▶ [YOUR GOAL] Leave the pictures out and print every record below exactly as it stands.

▶ [DATASET ENTRIES]
============

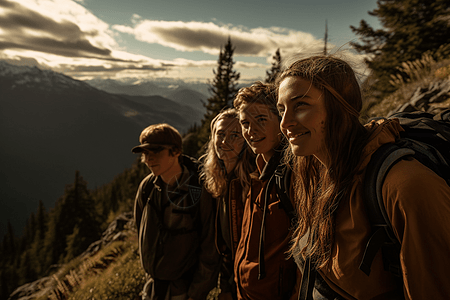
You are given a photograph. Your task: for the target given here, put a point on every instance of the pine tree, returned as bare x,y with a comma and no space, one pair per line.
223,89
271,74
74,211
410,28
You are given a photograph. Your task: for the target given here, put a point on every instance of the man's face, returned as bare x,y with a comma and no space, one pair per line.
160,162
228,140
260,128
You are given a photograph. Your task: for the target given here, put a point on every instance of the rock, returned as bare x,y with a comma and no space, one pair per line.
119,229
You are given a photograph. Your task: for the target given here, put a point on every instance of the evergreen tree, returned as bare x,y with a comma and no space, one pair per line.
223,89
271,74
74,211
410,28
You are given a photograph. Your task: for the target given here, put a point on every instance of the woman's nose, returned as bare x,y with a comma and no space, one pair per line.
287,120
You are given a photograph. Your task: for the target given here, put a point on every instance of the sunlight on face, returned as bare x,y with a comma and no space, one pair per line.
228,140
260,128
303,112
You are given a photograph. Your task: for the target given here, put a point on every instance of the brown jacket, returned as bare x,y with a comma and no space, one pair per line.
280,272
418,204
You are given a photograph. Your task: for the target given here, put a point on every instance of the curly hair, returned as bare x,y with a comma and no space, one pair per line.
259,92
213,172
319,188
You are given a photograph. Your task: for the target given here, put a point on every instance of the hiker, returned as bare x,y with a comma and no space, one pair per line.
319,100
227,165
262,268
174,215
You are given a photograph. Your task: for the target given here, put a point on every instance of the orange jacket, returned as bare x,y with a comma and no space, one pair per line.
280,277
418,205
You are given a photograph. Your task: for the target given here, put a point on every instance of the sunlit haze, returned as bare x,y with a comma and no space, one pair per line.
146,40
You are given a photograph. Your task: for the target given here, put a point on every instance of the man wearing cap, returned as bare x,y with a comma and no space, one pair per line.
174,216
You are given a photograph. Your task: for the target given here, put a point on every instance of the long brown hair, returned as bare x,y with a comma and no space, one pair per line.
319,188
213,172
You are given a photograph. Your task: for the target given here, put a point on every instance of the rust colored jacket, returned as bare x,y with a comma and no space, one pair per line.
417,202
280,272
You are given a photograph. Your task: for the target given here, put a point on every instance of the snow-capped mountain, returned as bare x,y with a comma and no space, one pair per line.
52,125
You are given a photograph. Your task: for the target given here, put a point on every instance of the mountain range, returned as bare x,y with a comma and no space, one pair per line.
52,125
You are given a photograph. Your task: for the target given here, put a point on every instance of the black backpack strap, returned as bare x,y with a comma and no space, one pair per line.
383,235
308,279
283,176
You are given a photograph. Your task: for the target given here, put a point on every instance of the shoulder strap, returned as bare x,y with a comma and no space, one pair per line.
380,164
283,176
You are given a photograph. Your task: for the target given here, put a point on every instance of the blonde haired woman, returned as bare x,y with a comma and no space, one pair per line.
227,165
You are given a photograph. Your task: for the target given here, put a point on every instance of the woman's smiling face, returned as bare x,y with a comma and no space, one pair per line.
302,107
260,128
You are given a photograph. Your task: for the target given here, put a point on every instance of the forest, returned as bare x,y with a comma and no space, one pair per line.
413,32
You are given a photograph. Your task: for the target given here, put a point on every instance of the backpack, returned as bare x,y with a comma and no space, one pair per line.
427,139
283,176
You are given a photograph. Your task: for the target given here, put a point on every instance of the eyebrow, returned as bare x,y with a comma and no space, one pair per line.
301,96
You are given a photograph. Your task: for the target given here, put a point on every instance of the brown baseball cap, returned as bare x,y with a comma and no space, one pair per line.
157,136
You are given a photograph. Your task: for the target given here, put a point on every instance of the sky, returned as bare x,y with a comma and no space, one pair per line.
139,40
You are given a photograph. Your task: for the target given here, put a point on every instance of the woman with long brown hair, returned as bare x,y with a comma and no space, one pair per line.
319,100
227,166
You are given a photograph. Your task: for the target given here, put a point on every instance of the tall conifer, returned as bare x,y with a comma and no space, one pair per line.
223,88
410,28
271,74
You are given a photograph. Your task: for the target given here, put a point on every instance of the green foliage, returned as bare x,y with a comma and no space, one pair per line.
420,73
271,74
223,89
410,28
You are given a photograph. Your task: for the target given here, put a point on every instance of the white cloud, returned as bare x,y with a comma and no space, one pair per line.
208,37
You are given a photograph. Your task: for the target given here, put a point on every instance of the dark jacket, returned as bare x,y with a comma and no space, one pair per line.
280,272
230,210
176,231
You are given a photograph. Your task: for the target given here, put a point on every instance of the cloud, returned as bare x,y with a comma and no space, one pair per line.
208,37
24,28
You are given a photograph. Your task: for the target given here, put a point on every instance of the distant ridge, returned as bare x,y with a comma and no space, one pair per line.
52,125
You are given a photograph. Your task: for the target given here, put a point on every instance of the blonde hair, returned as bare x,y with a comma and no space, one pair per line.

============

▶ [TASK ANSWER]
You are given a photograph. Your task: for the target given here, put a point on every instance of the pine tree, returned as bare x,y with a comma and no space, one pair per line.
223,89
271,74
74,211
410,28
You are given a photograph. Your task: for the target given here, put a point on every instance of the man's face, returned as bare x,y with a comma and no space, one pair per line.
160,162
228,140
260,128
You are given a photograph. Your task: for the target given here, put a point on every instance of the rock, returned as bare x,y with a comma and no space, one pair per line.
119,229
You are given a photograph. Your task: for the target given here, put a point on every instance of the evergreen tree, returned as bare x,y with a comma and no space, one pair per line.
223,89
271,74
74,211
410,28
You are given a photograph. Your task: for the target given here, put a point on every instance of the woman's nose, returned as bare x,y with a comma and no space, one pair per line.
287,120
You are given a photograph. Your task: for the target given here, put a point on every instance of the sunlight on face, returned as bare x,y with a comma and no space, one pair per line.
228,140
260,128
303,112
You are given a photograph. Your task: for the target given here, put a point on every instance of the brown jacket, returned as bare x,y with a comma and no space, one pair per line.
280,272
418,204
You are given a photograph. Your task: for the target given here, put a point on every instance of the curly hair, returned as bare x,y with a comma and no space, one pair per line.
259,92
213,172
319,188
You are given a photograph. Your task: for the target given here, put a point on every instance of the hiker, returned as bare x,y with a comma and no space, one pair per line.
319,100
227,165
262,268
174,215
You are given a photograph. Your task: for the target given here, put a point on every instance of the orange jacket, returned as bare x,y with a comma and no space, one pair per line.
280,277
418,205
You are given a photograph. Your task: for the target given here, put a point on every instance of the sunlit haze, returned as bare x,y with a comma and no space, one pair per line.
146,40
You are given a photograph. Your task: for the target given here, put a point on every instance of the man wearing cap, returned as bare x,y with a comma and no space, one pair per line.
174,216
You are given a photograph. Your task: for the target given here, put a point on every instance of the long brown hair, returned as bare x,y with a comma and no space, one pair per line.
319,188
213,172
You are given a photograph. Your task: for the target given here, put a point on every instance of the rust colored jacket, returned as bare x,y with a comma and no space, one pair per line.
417,202
280,272
You are given a photograph. Your task: for the target given here, put a point on every instance of the snow-capped mountain, returned as bare x,y with a comma and no space, one pair per line.
52,125
You are given a photograph. Your task: for the target given here, put a point on every instance of the mountain range, returned as bare x,y with a comma and no space, one pair per line.
52,125
You are given a photograph. Your task: for the target given here, put a point on every instance of the black backpack strap, returned as bare x,y with a comma and no space, one pair per line.
383,235
308,279
283,176
You are given a photograph. Your task: for the target given here, put a point on every instance of the shoulder strap, returned as bare x,y with a comma and no space, one pair per line.
380,164
283,176
You are given a photograph. Your task: for the target given here, put a point on every instance of the blonde haired woman, returned as bare x,y with a comma and no space, one pair per line.
227,165
You are given a photograph. Your task: for the target given here, put a point on every instance of the woman's smiling face, returned as bare x,y with a comma and no space, one pair per line.
302,107
260,128
You are given a photograph. Your task: for the target given here, put a point on every instance of the forest, returned as bare x,y with a comma and no space, one pair per line.
413,32
You are given a photograph. Your task: for the target given here, put a point on every instance of the backpack, returned as bare x,y with a comma and no space, one pair per line.
427,139
283,176
You are given a photograph. Your task: for the target given here, put a point on every instance of the eyebrow, returned as bare x,y with a comma and no space, one pair per line.
301,96
You are given a photograph. Your task: for the target given here, put a point on every instance of the brown baseball cap, returned as bare x,y with a comma and no space, one pair per line.
157,136
You are given a photograph. Your task: for the target given here, put a point on every instance of the sky, returned as bare x,y with a comma and no space, one pair per line.
139,40
You are given a photograph. Your task: for the target given here, put a point on every instance of the woman with long brown hair, returned as bare x,y with a comma and no space, one pair per line.
319,100
227,166
You are given a photograph. Your task: for the target given here, put a point on every instance of the tall conifer, returned as bare x,y with a comma and no space, one pair per line.
223,88
410,28
271,74
You are given a photograph. Your task: for the target given here, put a point on every instance of the green foliage, returned as bare x,y with a comma and no space, one pair per line.
420,73
271,74
223,89
410,28
You are given a photograph. Your task: for the target given here, put a point on every instance of the white cloud, returned as bare x,y with a comma and no space, one pair per line.
208,37
You are given a photograph. Your task: for the target given here, put a point on every instance of the dark jacket, returned as bare x,y with a comma and no space, one pair per line.
280,272
230,210
176,231
You are given a photograph. Your task: for the target given here, put a point on every instance of the cloud, returned as bare x,y with a comma and no space, one pair per line.
208,37
24,28
You are given a photograph. Your task: for the target given here, put a point on every instance of the distant ridge, returned as bare x,y with a comma and no space, one pair per line.
52,125
You are given a photograph. Your task: for the target given here, put a point on every instance of the blonde hair, returned as bare x,y with a comma and no space, one pair per line.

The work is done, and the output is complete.